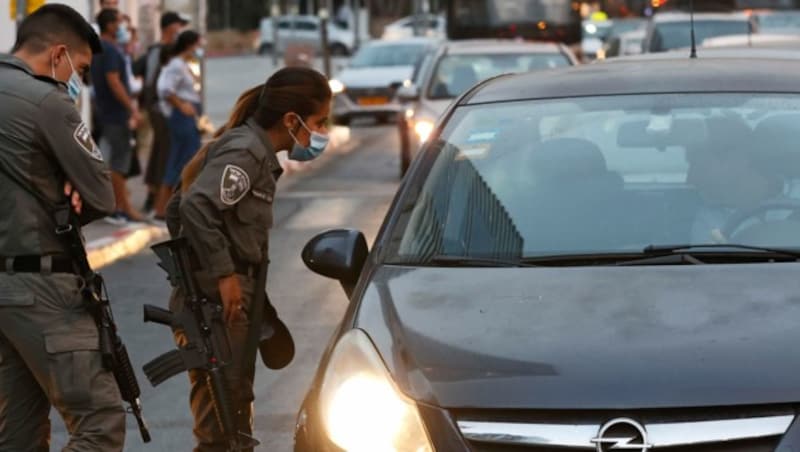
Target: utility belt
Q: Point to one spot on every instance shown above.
(37, 264)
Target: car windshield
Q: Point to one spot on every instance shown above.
(387, 55)
(677, 35)
(780, 22)
(457, 73)
(607, 175)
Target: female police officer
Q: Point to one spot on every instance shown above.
(225, 211)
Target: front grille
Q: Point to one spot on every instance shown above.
(356, 93)
(738, 429)
(756, 445)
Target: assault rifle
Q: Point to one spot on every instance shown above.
(112, 349)
(206, 347)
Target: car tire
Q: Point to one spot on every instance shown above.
(338, 49)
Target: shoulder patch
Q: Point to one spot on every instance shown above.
(83, 137)
(235, 183)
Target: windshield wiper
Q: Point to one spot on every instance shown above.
(469, 261)
(718, 247)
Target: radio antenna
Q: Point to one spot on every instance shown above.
(693, 54)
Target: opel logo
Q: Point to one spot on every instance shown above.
(622, 434)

--------------------------------

WHAT THIS TASK INVOLVES:
Nothing but the lines from the one holding "Target: car tire" to the end of the entries should be output, each exactly as it appears.

WRITTEN SOLUTION:
Target: car tire
Q: Point to one spot on every instance shown above.
(338, 49)
Target: shoulder patch
Q: Point to one spot on every instance shown above.
(83, 137)
(235, 183)
Target: windshield wiper
Q: Point to one spot on every instance shown above.
(469, 261)
(718, 247)
Target: radio antenna
Q: Point to one spot on every instance shown above.
(693, 54)
Target: opel logo
Q: Point to one spot on every instance shown above.
(622, 434)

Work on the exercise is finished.